Data for processing:
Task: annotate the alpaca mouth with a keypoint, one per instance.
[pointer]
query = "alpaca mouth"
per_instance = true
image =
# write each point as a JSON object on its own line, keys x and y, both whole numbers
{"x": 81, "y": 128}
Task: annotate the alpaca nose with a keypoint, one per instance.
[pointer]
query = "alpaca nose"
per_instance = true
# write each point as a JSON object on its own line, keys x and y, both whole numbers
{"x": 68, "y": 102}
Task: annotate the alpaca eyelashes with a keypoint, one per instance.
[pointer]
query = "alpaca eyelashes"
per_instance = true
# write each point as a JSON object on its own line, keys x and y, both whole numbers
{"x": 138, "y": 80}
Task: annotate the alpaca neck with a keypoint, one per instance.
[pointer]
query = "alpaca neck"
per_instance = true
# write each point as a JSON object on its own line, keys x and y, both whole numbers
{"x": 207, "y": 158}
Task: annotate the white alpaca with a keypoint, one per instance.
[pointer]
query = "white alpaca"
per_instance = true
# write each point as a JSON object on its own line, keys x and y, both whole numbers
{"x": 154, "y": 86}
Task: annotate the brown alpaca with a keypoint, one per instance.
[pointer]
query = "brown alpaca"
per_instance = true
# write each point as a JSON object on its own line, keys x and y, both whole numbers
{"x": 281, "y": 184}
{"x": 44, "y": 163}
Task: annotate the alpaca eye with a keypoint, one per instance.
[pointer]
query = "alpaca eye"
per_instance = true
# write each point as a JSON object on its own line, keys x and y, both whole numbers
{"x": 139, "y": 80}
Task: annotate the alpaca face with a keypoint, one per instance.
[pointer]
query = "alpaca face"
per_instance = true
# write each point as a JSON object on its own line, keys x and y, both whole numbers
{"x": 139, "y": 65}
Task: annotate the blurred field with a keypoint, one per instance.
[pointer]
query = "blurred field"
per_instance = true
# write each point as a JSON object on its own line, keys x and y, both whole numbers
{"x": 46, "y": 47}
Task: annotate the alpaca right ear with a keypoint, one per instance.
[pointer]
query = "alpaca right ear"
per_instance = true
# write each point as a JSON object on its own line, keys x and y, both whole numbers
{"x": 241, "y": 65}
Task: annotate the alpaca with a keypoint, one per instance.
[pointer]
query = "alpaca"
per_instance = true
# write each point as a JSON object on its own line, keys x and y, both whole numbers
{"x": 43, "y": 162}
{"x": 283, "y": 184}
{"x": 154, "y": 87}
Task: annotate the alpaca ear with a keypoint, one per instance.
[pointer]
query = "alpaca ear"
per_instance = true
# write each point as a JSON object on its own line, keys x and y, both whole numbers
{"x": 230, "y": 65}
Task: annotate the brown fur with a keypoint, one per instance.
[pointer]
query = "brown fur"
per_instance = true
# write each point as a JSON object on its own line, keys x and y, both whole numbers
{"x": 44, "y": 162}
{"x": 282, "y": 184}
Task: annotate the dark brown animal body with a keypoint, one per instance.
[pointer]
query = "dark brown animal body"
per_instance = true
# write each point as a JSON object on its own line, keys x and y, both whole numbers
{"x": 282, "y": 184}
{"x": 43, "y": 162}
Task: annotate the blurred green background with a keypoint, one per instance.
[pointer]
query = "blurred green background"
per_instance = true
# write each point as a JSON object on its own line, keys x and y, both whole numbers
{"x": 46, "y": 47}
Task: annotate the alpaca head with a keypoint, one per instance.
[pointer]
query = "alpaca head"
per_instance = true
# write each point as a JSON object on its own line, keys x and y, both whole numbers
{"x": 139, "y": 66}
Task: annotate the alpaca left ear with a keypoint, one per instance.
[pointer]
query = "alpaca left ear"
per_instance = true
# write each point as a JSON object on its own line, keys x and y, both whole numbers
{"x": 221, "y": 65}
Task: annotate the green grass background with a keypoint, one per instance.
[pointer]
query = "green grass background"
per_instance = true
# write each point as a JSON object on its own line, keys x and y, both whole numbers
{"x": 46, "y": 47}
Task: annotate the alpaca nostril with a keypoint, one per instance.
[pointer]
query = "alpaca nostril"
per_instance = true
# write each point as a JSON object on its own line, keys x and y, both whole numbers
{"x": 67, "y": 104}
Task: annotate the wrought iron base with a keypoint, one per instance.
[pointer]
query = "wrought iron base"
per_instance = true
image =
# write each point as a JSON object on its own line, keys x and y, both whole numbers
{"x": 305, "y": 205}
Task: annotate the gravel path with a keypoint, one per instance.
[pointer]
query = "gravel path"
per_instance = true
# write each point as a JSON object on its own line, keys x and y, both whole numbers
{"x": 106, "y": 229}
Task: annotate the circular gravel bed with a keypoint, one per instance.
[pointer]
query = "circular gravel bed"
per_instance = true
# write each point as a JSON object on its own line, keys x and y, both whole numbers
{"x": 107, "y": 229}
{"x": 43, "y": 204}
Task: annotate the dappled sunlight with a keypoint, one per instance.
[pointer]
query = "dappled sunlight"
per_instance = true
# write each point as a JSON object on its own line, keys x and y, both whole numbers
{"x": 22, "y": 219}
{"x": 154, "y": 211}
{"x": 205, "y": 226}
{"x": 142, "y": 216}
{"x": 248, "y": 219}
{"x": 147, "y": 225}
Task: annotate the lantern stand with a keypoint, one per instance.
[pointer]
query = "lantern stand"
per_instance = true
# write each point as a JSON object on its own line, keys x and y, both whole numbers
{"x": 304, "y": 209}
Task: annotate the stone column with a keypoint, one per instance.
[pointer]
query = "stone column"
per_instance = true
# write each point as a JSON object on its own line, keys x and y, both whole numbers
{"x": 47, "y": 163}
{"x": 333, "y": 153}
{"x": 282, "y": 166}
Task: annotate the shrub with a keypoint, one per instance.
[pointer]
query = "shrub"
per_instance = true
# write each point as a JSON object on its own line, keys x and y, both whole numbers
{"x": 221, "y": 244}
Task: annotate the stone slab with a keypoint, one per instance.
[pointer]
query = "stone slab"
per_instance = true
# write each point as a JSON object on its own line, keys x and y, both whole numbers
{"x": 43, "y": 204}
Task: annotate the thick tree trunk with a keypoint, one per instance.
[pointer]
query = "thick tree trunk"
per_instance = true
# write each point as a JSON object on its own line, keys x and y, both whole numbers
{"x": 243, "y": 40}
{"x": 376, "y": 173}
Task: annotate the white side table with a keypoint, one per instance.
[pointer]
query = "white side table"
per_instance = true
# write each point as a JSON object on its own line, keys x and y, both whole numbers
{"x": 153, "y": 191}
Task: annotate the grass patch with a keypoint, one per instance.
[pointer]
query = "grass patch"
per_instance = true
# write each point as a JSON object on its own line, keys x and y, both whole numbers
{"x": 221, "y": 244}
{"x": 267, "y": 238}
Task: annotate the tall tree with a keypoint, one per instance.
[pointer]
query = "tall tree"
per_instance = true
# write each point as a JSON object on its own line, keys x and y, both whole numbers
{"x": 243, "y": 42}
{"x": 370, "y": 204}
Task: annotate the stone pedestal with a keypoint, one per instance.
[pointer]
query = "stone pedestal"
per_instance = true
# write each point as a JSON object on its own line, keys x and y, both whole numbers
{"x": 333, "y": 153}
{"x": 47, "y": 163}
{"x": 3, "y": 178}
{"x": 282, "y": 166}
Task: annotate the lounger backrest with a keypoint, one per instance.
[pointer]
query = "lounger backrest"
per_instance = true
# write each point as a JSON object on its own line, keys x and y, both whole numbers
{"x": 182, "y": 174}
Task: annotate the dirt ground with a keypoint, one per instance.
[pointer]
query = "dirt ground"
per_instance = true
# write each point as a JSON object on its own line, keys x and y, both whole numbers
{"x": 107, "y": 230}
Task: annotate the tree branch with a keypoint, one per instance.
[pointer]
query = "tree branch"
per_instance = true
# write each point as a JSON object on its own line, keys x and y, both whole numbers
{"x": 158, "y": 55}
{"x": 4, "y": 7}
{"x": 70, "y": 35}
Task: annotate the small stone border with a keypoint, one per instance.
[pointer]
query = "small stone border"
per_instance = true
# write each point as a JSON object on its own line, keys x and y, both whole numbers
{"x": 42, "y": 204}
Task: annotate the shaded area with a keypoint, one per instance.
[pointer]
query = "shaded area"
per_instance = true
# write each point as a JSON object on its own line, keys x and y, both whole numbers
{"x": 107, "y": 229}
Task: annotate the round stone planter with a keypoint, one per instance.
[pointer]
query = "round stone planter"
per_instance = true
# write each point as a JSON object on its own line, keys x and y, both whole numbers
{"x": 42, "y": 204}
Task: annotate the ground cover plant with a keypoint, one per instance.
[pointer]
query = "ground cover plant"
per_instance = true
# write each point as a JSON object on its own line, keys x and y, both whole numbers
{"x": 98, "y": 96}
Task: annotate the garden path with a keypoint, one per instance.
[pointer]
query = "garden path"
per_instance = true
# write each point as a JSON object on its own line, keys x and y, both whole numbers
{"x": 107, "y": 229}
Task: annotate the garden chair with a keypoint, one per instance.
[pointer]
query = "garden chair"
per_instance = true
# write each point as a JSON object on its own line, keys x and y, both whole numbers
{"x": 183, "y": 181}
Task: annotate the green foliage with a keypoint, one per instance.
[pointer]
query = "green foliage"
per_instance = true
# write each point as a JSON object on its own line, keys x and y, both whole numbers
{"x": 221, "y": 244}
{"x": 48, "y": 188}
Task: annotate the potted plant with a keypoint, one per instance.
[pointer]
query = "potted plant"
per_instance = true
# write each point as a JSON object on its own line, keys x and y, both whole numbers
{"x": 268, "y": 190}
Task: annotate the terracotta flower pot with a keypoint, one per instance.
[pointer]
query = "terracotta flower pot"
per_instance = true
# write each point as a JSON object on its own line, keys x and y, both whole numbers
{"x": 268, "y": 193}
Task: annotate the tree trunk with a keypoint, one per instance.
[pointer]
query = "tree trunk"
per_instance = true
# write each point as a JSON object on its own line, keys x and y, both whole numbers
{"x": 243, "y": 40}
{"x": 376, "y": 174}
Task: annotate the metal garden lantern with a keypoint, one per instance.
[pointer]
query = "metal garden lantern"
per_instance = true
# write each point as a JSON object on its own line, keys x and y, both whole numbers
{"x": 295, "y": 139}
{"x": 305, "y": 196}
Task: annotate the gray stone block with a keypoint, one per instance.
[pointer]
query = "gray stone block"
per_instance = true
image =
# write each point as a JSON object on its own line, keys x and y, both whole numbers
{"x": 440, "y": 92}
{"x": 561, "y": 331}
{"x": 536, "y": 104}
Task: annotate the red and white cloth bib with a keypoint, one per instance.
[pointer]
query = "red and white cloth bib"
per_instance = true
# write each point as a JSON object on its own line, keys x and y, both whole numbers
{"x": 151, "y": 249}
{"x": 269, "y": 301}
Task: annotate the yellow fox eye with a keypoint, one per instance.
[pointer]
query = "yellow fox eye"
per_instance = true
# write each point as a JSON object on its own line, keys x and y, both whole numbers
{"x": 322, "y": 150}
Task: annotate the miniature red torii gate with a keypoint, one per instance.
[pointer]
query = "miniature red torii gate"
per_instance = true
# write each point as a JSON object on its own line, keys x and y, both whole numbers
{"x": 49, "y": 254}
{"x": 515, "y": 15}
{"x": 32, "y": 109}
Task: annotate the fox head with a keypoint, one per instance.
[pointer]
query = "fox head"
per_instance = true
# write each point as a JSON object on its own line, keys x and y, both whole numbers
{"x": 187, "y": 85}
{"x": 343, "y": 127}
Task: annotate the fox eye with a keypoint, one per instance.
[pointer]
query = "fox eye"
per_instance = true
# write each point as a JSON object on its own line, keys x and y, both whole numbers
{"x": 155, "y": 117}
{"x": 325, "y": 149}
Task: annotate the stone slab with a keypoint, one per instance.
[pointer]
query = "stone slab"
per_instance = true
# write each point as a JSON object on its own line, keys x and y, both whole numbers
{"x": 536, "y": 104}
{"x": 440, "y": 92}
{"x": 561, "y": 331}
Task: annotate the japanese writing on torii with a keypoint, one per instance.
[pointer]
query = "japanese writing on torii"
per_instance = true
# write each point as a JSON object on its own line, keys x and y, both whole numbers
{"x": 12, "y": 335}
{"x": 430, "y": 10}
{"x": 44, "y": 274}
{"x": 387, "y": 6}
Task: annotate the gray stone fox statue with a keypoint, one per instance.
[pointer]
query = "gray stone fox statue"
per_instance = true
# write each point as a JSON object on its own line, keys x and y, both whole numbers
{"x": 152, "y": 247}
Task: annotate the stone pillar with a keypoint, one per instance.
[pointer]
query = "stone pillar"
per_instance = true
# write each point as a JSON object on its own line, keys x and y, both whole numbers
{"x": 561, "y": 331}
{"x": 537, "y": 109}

Given task: Your output consists solely of the lines from the one with "Task: annotate the gray stone fox" through the last line, copied exactly.

Solution to the problem:
Task: annotate the gray stone fox statue with a keypoint, one per instance.
[pointer]
query = "gray stone fox statue"
per_instance = true
# write each point as a JSON object on its own line, keys x and y, both whole numbers
{"x": 152, "y": 247}
Task: annotate the stone pillar with a keypoint, one per instance.
[pointer]
query = "stone pillar"
per_instance = true
# write each point as a JSON object on its own line, keys x and y, both whole numbers
{"x": 561, "y": 331}
{"x": 537, "y": 109}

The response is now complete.